QUOTED PASSAGE:
Thursday, April 01, 2010

Fake Pilot Licence

A Swedish pilot flew airliners for thirteen years even though the only pilot certification was no longer valid and for smaller airplanes. It wouldn't have been too hard to forged advanced qualifications on my old licence. I have to produce my licence and medical at every flight test and written test, but they are mostly just looking for the name and address.

Most employers just see a copy of the licence, because they either ask for faxed documents before an interview, or want photocopies for their files after hiring.

Mine is real.

17 comments:

Anonymous said...

That's interesting that you have to show your license at every flight. I do not fly professionally but aside from check rides, perhaps some dual instruction (for my biannual flight review), or for crossing an international border I've never been asked to produce it.

Aviatrix said...

Ah not every flight, every flight test. I didn't realize the ambiguity of that sentence structure.

A Squared said...

To play Devil's advocate here:

Given that to acquire, and thereafter at regular intervals to hold that pilot position, the person must demonstrate his piloting abilities on a check ride that is almost identical to the checkride given to issue that pilot certificate, what is the real concern?

Aviatrix said...

I suppose it is that the fake licence is probably accompanied by fake experience, and while people with almost no experience can pass artificial tests, they don't have the depth of background to cope with true tests of piloting ability. When the fraud is not discovered over time, the experience argument decays, as real experience is gained, but maybe there are things learned initially but not tested regularly that still are required.

There is a similar story of a pilot without credentials in Fate is the Hunter and he turned out to be unable to fly to standard without the autopilot, and unable to make a position fix.

I know of someone who flew floats commercially for years without a float rating. He never knew he needed one; you don't need a separate ski rating. Eventually a Transport check pilot noticed the relevant words missing from his licence, but did realize that there was no fraud or harm involved. The solution was to send him and a qualified employee down to the quiet end of the bay for an afternoon to do the (then) required five hours of "training," and then to expedite the proper licensing paperwork.

A Squared said...

Well, that sort of breaks down when you consider that actually possessing the required credentials only ensures (at least in the US) that an airline co-pilot will have 250 hours and a Captain will have 1500, all of which could be in small training aircraft, which is to say not much experience at all.

A Squared said...

Mind you, I'm not advocating or excusing such a fraud.

Aviatrix said...

You'd better be ready to show me yur licence next time you're in town, A Squared. :-)

A Squared said...

PARTS OF THE EXERCISE:
#1 Write out the stretch of the fake pilot licence post from "Thursday, April 01, 2010" through "name and address.", word for word.
#2 Write what comes next in the post and comments about the fake pilot licence, picking up right after its last line.
The records that follow come from a separate source.

STORED DATA:
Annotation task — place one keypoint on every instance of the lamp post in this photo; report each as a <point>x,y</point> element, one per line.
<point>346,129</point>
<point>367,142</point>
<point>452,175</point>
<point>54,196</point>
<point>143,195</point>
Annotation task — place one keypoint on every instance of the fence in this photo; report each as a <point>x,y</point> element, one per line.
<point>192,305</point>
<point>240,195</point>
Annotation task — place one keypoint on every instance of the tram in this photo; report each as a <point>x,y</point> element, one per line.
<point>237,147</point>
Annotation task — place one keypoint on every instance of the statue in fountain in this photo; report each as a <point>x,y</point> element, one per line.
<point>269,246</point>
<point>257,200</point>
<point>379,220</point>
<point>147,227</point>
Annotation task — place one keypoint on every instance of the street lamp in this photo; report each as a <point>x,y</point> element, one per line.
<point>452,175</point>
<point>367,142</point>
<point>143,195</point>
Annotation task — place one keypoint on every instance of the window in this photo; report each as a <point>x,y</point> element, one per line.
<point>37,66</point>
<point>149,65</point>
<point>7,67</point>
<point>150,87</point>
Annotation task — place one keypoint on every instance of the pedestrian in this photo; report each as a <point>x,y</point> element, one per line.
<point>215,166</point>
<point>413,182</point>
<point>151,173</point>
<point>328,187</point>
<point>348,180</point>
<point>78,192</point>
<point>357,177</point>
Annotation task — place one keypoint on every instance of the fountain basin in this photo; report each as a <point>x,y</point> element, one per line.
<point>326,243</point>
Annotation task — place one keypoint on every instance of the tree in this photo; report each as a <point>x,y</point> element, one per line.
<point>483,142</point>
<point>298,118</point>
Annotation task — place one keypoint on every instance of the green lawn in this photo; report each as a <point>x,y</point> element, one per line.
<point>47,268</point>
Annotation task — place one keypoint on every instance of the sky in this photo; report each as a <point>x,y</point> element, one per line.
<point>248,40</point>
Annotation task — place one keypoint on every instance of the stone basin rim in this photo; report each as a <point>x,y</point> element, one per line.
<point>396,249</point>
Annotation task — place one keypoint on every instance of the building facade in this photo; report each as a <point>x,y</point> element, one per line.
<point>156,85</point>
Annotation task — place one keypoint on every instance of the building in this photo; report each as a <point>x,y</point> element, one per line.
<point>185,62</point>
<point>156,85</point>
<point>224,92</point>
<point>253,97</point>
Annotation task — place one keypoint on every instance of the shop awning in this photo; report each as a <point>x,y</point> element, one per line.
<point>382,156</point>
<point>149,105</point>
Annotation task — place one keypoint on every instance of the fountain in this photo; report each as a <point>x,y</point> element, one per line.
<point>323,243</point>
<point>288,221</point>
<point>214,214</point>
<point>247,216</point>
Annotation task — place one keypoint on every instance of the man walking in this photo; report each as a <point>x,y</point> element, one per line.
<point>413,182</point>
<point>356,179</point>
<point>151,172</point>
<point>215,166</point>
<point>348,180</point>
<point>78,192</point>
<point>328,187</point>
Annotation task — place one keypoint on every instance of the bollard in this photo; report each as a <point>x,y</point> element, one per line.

RESULTS FOR EACH TASK:
#1
Thursday, April 01, 2010

Fake Pilot Licence

A Swedish pilot flew airliners for thirteen years even though the only pilot certification was no longer valid and for smaller airplanes. It wouldn't have been too hard to forged advanced qualifications on my old licence. I have to produce my licence and medical at every flight test and written test, but they are mostly just looking for the name and address.

#2
Which town? seems you're a bit of a moving target.

A Squared said...

BTW,

I was thinking of your observations on Texas and walking recently during a stay there without transportation.

Aviatrix said...

Which town? seems you're a bit of a moving target.

Touché! This week it's Estevan, Moose Jaw, and Salmon Arm. Subject to change at a moment's notice.

A Squared said...

Nope sorry, not on this weeks itinerary, my certification will have to remain uninspected. Besides, I'm pretty sure you can figure out how to verify my authenticity remotely.

Aviatrix said...

Yeah, unless you imprisoned the original A Squared in an Alaskan fish processing slave camp and have taken over his identity.

A Squared said...

"imprisoned....... slave camp"

Hmmm, Aviatrix has BDSM fantasies.

Who knew?

Careful, or I'll tell your readers where to find photos of you in wet lingerie.

Cirrocumulus said...

The Northern Canada Geophysics Pilot Charity Calendar 2010. Trix is the one gracefully posed on an ice-coated wing in the rosy dawn light, pretending she's worked up a sweat chipping ice so she needs to strip off her down-filled survival suit - beneath which she's wearing nothing but matching lace-bordered frillies.
Yeah, right.

Aviatrix said...

Nope, Cirrocumulous, that one's not me. Mine is the one posed on the float of a DH-2, sunning herself after a swim in a tranquil northern lake, while a Castor canadensis (I swear it's not shopped in!) swims through the foreground. You can't see my face, because I have my head down and am wearing an old fashioned top hat, but the wisps of green hair should give it away.

It's tasteful, not a beaver shot or anything.

A Squared said...

It's tasteful, not a beaver shot or anything.

Ba-dum ching!

She'll be here all week folks, Try the roast beef and don't forget to tip your waitress.

Aviatrix said...

I knew you'd get it.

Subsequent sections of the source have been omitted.